Work to be completed: Render the data as a Markdown table with the columns Row and Data line, numbering each row. Begin at the first line of the data, stop after the line that contains "(1302, 332)", and omit blank lines.

::::::::

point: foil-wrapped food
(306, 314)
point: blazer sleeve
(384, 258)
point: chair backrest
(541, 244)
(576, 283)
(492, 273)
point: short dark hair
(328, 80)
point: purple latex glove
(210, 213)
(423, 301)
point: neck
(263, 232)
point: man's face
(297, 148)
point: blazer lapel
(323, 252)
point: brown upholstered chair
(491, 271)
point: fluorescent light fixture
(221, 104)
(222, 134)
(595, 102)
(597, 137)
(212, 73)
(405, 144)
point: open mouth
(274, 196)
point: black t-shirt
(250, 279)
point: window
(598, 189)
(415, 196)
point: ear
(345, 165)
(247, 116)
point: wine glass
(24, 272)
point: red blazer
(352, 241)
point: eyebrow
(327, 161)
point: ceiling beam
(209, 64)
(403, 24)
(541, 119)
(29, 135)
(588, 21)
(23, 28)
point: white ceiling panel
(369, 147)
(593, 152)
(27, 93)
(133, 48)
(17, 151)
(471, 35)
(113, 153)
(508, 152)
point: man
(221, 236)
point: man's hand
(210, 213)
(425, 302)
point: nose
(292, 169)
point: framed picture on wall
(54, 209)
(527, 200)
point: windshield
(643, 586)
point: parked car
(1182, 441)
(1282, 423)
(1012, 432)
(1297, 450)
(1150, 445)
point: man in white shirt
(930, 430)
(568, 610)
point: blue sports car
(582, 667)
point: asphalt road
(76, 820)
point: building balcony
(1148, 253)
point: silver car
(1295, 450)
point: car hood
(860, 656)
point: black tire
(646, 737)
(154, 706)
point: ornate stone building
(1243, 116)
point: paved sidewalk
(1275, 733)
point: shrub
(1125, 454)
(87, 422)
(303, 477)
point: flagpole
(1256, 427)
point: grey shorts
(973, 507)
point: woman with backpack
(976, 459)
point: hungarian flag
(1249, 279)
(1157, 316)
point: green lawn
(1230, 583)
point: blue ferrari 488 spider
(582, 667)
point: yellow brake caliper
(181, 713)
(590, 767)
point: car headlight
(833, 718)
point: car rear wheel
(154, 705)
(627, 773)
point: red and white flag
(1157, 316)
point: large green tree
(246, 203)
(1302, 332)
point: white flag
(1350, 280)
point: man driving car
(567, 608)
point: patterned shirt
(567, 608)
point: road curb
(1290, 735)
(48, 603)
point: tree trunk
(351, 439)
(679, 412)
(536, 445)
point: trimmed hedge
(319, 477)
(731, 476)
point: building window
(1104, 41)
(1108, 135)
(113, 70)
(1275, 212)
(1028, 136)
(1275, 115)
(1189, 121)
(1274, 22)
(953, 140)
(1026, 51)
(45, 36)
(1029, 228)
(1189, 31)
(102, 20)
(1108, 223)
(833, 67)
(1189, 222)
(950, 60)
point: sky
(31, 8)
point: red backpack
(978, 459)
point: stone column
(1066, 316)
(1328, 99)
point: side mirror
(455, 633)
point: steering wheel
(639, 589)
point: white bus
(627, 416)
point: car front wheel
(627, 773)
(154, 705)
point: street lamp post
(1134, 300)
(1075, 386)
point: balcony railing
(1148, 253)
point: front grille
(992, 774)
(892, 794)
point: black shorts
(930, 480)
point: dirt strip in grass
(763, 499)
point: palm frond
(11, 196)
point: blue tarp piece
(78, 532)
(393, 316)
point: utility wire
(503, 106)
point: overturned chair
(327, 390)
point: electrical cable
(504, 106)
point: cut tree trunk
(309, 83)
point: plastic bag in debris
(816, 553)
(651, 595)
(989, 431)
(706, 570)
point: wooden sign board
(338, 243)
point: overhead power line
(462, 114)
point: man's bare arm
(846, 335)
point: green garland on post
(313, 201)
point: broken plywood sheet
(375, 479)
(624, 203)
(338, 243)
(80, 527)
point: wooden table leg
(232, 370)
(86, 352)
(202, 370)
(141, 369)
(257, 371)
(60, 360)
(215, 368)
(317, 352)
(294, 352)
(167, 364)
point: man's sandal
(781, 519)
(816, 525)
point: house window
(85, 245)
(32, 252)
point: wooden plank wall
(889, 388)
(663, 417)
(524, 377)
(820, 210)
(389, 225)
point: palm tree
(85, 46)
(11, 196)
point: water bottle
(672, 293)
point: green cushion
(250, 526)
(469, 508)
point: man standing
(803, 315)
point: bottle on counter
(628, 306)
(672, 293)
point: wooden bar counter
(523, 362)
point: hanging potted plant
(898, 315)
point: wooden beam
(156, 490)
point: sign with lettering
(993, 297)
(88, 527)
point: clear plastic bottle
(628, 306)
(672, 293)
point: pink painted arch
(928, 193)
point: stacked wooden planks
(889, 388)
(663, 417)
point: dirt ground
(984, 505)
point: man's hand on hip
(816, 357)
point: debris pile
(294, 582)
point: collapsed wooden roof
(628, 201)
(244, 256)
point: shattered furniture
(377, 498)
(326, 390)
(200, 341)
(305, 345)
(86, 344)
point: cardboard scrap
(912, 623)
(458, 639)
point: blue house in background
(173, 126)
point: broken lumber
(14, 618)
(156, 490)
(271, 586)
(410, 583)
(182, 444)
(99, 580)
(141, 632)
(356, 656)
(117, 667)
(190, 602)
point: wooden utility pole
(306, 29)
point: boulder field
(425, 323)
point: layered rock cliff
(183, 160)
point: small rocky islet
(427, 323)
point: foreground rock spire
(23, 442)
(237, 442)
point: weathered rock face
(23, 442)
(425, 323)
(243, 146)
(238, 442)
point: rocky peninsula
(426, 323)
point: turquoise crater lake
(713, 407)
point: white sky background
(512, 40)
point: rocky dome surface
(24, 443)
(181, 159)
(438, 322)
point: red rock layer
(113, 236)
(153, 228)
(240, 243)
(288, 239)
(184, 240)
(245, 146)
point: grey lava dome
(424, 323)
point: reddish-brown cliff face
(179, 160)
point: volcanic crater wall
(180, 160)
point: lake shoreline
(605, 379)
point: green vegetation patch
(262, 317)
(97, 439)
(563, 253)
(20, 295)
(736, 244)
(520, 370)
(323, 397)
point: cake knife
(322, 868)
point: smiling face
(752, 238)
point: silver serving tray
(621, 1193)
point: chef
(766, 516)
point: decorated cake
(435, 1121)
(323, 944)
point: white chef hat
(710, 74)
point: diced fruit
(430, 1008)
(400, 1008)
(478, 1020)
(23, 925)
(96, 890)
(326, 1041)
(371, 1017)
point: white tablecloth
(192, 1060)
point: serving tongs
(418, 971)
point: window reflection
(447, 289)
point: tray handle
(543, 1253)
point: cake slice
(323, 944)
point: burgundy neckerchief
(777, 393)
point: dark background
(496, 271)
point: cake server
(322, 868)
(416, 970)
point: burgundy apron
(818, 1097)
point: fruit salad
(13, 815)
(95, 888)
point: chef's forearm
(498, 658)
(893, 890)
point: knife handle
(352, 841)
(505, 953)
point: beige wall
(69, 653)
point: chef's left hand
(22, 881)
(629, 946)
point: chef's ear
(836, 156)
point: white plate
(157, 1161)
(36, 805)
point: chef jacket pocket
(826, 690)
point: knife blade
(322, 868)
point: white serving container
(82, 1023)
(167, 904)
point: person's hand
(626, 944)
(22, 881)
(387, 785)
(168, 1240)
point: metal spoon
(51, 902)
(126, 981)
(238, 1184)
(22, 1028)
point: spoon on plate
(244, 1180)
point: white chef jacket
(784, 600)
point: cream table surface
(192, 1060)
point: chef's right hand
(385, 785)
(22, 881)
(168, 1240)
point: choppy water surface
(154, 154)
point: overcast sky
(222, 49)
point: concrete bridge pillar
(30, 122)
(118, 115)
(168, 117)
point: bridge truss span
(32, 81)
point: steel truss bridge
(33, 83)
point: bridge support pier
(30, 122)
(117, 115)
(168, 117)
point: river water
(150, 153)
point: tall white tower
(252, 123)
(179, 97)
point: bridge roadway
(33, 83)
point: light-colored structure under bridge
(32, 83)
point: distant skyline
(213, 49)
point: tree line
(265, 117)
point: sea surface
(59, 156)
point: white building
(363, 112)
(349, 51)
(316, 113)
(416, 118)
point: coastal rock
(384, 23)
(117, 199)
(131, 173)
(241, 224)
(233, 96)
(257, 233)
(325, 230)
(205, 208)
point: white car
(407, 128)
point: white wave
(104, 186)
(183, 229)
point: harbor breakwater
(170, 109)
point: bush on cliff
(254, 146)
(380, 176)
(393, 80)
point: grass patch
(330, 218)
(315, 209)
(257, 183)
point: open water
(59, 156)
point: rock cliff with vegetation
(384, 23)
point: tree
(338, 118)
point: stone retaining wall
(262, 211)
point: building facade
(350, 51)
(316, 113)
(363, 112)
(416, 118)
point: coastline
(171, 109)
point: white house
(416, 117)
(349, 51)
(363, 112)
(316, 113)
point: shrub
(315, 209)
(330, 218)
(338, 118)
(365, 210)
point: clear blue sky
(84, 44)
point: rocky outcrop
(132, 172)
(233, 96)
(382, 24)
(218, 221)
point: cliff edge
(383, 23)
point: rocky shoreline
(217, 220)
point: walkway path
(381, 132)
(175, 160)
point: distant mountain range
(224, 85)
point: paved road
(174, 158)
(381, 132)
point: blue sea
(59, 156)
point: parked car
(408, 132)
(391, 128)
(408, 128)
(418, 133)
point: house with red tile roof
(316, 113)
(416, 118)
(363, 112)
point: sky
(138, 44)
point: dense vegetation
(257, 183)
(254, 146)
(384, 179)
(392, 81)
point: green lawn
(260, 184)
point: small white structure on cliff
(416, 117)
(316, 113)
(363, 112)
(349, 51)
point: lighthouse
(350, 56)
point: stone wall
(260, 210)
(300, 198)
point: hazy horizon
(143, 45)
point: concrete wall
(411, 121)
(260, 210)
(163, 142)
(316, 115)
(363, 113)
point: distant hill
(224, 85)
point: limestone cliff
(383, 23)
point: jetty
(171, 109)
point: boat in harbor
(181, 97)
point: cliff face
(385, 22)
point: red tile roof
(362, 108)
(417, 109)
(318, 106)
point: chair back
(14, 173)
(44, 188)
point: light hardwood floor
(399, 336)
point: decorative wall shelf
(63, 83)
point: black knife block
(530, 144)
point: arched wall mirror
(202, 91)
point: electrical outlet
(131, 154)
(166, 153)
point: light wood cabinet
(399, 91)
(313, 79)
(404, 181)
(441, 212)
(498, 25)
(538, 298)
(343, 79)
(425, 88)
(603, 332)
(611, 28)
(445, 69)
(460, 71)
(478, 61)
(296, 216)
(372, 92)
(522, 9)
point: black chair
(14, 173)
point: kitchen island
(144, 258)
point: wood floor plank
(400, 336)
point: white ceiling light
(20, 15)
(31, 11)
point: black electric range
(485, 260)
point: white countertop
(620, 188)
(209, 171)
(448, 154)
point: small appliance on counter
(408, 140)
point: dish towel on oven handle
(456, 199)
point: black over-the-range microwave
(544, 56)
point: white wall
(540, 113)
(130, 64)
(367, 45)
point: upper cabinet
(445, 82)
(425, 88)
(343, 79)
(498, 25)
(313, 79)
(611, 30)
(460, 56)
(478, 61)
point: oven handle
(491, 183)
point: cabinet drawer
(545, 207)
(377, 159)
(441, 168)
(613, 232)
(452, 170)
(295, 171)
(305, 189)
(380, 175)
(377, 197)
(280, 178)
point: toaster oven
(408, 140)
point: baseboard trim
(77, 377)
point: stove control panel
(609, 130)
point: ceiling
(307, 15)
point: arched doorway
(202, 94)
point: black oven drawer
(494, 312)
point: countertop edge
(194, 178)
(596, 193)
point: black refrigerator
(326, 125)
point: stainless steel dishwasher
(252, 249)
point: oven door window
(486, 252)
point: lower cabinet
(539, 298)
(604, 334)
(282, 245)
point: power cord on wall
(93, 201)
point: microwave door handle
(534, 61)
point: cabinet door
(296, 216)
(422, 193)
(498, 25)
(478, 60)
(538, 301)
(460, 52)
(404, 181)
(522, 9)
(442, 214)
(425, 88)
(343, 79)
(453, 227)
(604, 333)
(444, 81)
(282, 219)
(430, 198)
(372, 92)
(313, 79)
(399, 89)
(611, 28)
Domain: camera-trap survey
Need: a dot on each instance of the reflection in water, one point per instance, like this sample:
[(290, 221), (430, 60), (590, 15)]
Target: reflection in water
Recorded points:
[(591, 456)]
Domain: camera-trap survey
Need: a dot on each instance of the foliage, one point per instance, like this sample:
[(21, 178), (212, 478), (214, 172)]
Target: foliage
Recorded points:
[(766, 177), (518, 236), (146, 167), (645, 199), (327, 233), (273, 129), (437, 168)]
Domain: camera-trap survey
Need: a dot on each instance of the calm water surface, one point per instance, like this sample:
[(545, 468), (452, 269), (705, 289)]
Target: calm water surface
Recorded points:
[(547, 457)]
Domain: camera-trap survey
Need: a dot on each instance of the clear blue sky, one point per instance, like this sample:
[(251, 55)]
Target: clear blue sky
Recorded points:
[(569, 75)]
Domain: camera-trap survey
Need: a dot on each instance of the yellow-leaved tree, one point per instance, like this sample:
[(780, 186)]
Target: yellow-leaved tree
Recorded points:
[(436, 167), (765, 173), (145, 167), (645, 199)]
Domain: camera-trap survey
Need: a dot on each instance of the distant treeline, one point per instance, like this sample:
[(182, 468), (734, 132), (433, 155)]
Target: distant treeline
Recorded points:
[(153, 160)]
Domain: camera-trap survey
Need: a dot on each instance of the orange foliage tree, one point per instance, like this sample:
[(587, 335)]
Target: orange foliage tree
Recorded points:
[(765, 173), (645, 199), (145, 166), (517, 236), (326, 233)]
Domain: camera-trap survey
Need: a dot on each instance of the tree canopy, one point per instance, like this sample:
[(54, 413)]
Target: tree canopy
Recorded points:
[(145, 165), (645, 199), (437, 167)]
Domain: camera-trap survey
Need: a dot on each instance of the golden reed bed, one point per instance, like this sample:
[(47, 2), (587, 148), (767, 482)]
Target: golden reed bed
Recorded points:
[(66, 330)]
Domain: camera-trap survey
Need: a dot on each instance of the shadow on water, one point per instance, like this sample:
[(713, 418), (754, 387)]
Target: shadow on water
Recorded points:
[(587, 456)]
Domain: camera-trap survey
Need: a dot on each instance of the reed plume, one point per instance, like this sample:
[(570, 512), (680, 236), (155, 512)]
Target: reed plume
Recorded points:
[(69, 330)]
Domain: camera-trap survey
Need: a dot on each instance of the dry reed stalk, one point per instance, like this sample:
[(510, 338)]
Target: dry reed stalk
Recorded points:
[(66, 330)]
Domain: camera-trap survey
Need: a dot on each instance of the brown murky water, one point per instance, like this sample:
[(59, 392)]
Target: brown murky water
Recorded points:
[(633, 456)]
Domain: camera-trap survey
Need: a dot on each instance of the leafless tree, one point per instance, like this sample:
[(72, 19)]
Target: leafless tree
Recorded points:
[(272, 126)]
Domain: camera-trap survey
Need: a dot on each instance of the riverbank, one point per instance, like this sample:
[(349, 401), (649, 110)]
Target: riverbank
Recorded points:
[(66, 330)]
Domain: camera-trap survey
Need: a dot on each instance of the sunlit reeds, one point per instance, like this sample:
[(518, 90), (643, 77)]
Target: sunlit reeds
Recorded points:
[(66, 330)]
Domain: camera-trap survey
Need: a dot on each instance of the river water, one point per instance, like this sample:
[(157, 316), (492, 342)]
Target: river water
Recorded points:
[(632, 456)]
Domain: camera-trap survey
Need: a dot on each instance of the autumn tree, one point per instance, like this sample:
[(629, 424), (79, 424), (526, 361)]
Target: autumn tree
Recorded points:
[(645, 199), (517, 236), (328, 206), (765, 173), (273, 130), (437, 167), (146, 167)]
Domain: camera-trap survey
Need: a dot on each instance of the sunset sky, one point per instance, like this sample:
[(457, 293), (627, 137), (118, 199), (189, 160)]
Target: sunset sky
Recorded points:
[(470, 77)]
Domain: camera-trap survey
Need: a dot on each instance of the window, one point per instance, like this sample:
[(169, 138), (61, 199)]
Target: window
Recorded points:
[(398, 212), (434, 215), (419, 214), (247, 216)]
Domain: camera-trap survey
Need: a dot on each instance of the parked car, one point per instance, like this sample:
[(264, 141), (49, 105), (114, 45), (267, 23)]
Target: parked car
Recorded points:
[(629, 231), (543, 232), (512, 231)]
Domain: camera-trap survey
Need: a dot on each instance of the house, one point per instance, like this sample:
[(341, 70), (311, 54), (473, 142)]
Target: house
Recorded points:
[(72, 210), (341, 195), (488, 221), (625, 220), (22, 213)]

::::::::

Task solution:
| Row | Data line |
|---|---|
| 1 | point: foil-wrapped food |
| 2 | (306, 314) |
| 3 | point: blazer sleeve |
| 4 | (384, 258) |
| 5 | point: chair backrest |
| 6 | (541, 244) |
| 7 | (576, 283) |
| 8 | (492, 273) |
| 9 | point: short dark hair |
| 10 | (328, 80) |
| 11 | point: purple latex glove |
| 12 | (210, 213) |
| 13 | (423, 301) |
| 14 | point: neck |
| 15 | (263, 232) |
| 16 | point: man's face |
| 17 | (297, 148) |
| 18 | point: blazer lapel |
| 19 | (323, 252) |
| 20 | point: brown upholstered chair |
| 21 | (491, 271) |
| 22 | point: fluorescent light fixture |
| 23 | (221, 104) |
| 24 | (222, 134) |
| 25 | (595, 102) |
| 26 | (597, 137) |
| 27 | (212, 73) |
| 28 | (405, 144) |
| 29 | point: open mouth |
| 30 | (274, 196) |
| 31 | point: black t-shirt |
| 32 | (250, 279) |
| 33 | point: window |
| 34 | (598, 189) |
| 35 | (415, 196) |
| 36 | point: ear |
| 37 | (345, 165) |
| 38 | (247, 116) |
| 39 | point: wine glass |
| 40 | (24, 272) |
| 41 | point: red blazer |
| 42 | (352, 241) |
| 43 | point: eyebrow |
| 44 | (327, 161) |
| 45 | point: ceiling beam |
| 46 | (209, 64) |
| 47 | (403, 24) |
| 48 | (541, 119) |
| 49 | (29, 135) |
| 50 | (588, 21) |
| 51 | (23, 28) |
| 52 | point: white ceiling panel |
| 53 | (369, 147) |
| 54 | (593, 152) |
| 55 | (27, 93) |
| 56 | (133, 48) |
| 57 | (17, 151) |
| 58 | (471, 35) |
| 59 | (113, 153) |
| 60 | (508, 152) |
| 61 | point: man |
| 62 | (221, 236) |
| 63 | point: man's hand |
| 64 | (210, 213) |
| 65 | (425, 302) |
| 66 | point: nose |
| 67 | (292, 169) |
| 68 | point: framed picture on wall |
| 69 | (54, 209) |
| 70 | (527, 200) |
| 71 | point: windshield |
| 72 | (643, 586) |
| 73 | point: parked car |
| 74 | (1182, 441) |
| 75 | (1282, 423) |
| 76 | (1012, 432) |
| 77 | (1297, 450) |
| 78 | (1150, 445) |
| 79 | point: man in white shirt |
| 80 | (930, 430) |
| 81 | (568, 610) |
| 82 | point: blue sports car |
| 83 | (582, 667) |
| 84 | point: asphalt road |
| 85 | (76, 820) |
| 86 | point: building balcony |
| 87 | (1148, 253) |
| 88 | point: silver car |
| 89 | (1295, 450) |
| 90 | point: car hood |
| 91 | (860, 656) |
| 92 | point: black tire |
| 93 | (646, 737) |
| 94 | (154, 706) |
| 95 | point: ornate stone building |
| 96 | (1243, 116) |
| 97 | point: paved sidewalk |
| 98 | (1275, 733) |
| 99 | point: shrub |
| 100 | (1125, 454) |
| 101 | (87, 422) |
| 102 | (303, 477) |
| 103 | point: flagpole |
| 104 | (1256, 427) |
| 105 | point: grey shorts |
| 106 | (973, 507) |
| 107 | point: woman with backpack |
| 108 | (976, 459) |
| 109 | point: hungarian flag |
| 110 | (1249, 279) |
| 111 | (1157, 316) |
| 112 | point: green lawn |
| 113 | (1230, 583) |
| 114 | point: blue ferrari 488 spider |
| 115 | (582, 667) |
| 116 | point: yellow brake caliper |
| 117 | (181, 713) |
| 118 | (590, 767) |
| 119 | point: car headlight |
| 120 | (833, 718) |
| 121 | point: car rear wheel |
| 122 | (154, 705) |
| 123 | (627, 773) |
| 124 | point: red and white flag |
| 125 | (1157, 316) |
| 126 | point: large green tree |
| 127 | (246, 203) |
| 128 | (1302, 332) |